◆ TEXTO FORNECIDO ◆
======
Recep Tayyip Erdogan tentou inverter o guião habitual do diálogo sobre direitos humanos ao acusar um outro líder europeu de estar a atropelar a liberdade de expressão no seu país, uma crítica que nos últimos anos se deu sempre no sentido contrário. O Presidente turco discursava esta segunda-feira pelo segundo dia consecutivo em Istambul durante a abertura de uma delegação do chamado Serviço para a Juventude e Fundamento da Educação, uma organização supostamente não-governamental que, em todo o caso, encarna a ideologia conservadora islamista de Erdogan e é em parte controlada por um dos seus filhos.

“Eles já nos fizeram saber que estão inquietos”, lançou Erdogan, que há semanas abriu uma frente de guerra com Bruxelas por causa da sua lei de antiterrorismo, vista como um atentado à independência do sistema judicial turco e um pretexto para silenciar vozes críticas ao poder cada vez mais centralizado na figura do Presidente — sobretudo as de jornalistas e académicos. “Pois bem, eu também estou preocupado com o que se passa em França. Condeno a violência exercida pela polícia francesa contra as pessoas que exercem o seu direito de protesto e os media ocidentais que não cobrem os incidentes.”

Minutos antes de Erdogan discursar, o Ministério dos Negócios Estrangeiros antecipava os seus comentários sobre os confrontos entre manifestantes e polícia francesa nos protestos da última semana contra a nova lei do trabalho: “Estamos preocupados com as intervenções das forças de segurança contra manifestantes, que estão a tornar-se cada vez mais agressivas”, disse um porta-voz do ministério. Mas foi o Presidente turco que mais fez por sublinhar a alegada duplicidade europeia. “Paris e Bruxelas estão em chamas. Há também protestos muito graves noutras cidades ocidentais. As organizações mediáticas que se obcecaram por Istambul há três anos e quase transmitiam sem parar [as manifestações naquela cidade] decidiram ignorar e emudecerem-se.”
======
◆ EXCERTOS DOS REGISTOS ◆
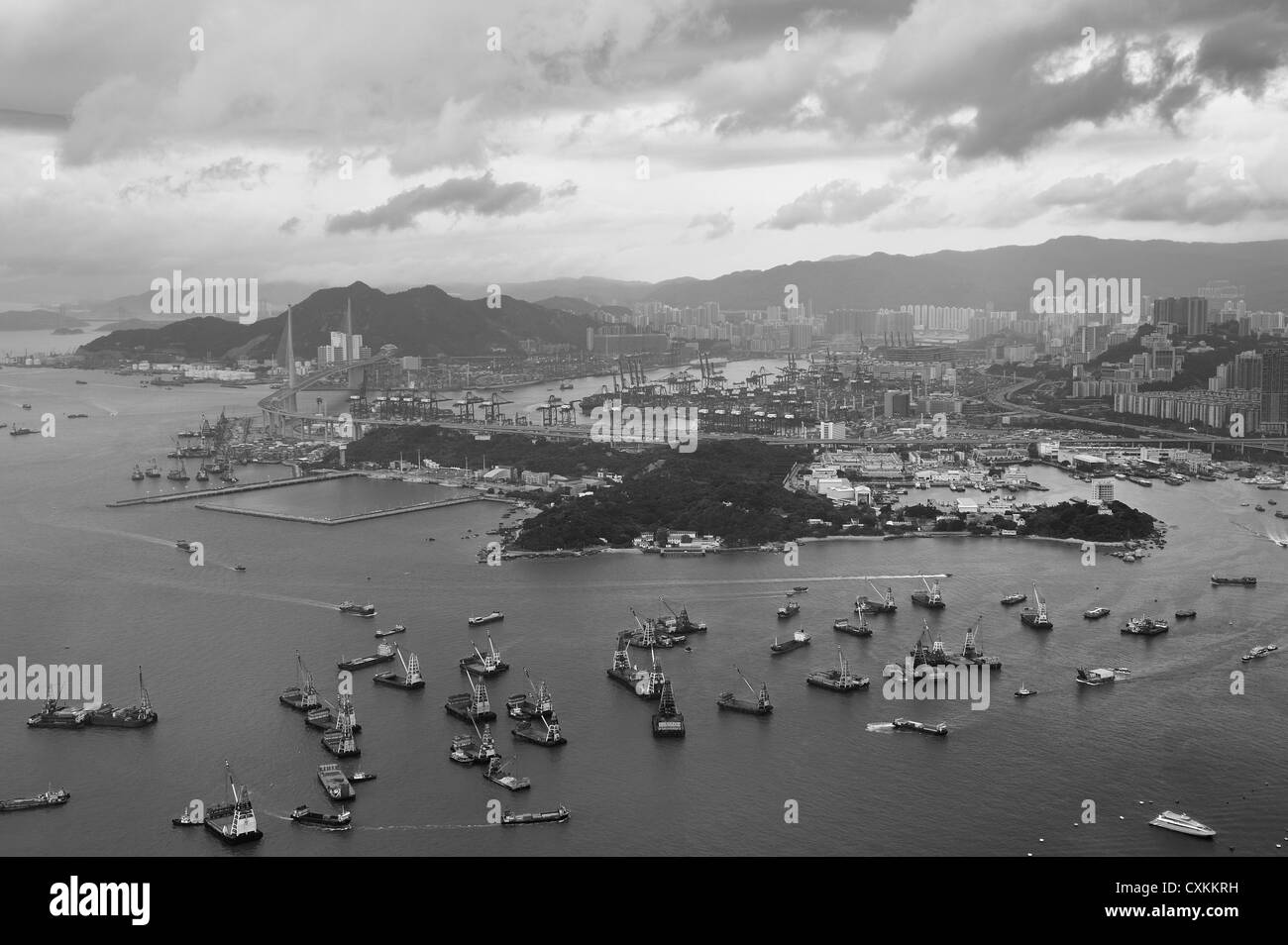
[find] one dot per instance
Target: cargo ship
(930, 597)
(330, 821)
(55, 716)
(557, 816)
(53, 797)
(1035, 617)
(668, 721)
(910, 725)
(384, 654)
(1099, 678)
(303, 695)
(837, 680)
(1183, 823)
(473, 705)
(799, 639)
(760, 707)
(411, 680)
(130, 717)
(334, 783)
(1144, 626)
(485, 666)
(497, 773)
(233, 823)
(535, 704)
(552, 737)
======
◆ EXERCÍCIOS ◆
1: Indique, por favor, se cada afirmação está de acordo com o texto sobre as críticas de Erdogan à França, respondendo sim ou não e citando literalmente as palavras do texto que o decidem: (a) Erdogan discursava em Istambul pelo segundo dia seguido; (b) a organização inaugurada é inteiramente controlada por um filho de Erdogan; (c) os protestos em França eram contra uma nova lei da imigração.
2: Altere o texto sobre as críticas de Erdogan à França: reescreva o trecho que começa pelas palavras "Recep Tayyip Erdogan" e termina em "dos seus filhos.", pondo "terça-feira" no lugar de "segunda-feira".
Os registos não fazem falta para resolver os exercícios.

◆ RESPOSTAS ◆
1:
(a) Sim: "O Presidente turco discursava esta segunda-feira pelo segundo dia consecutivo em Istambul".
(b) Não: "é em parte controlada por um dos seus filhos".
(c) Não: "contra a nova lei do trabalho".

2:
Recep Tayyip Erdogan tentou inverter o guião habitual do diálogo sobre direitos humanos ao acusar um outro líder europeu de estar a atropelar a liberdade de expressão no seu país, uma crítica que nos últimos anos se deu sempre no sentido contrário. O Presidente turco discursava esta terça-feira pelo segundo dia consecutivo em Istambul durante a abertura de uma delegação do chamado Serviço para a Juventude e Fundamento da Educação, uma organização supostamente não-governamental que, em todo o caso, encarna a ideologia conservadora islamista de Erdogan e é em parte controlada por um dos seus filhos.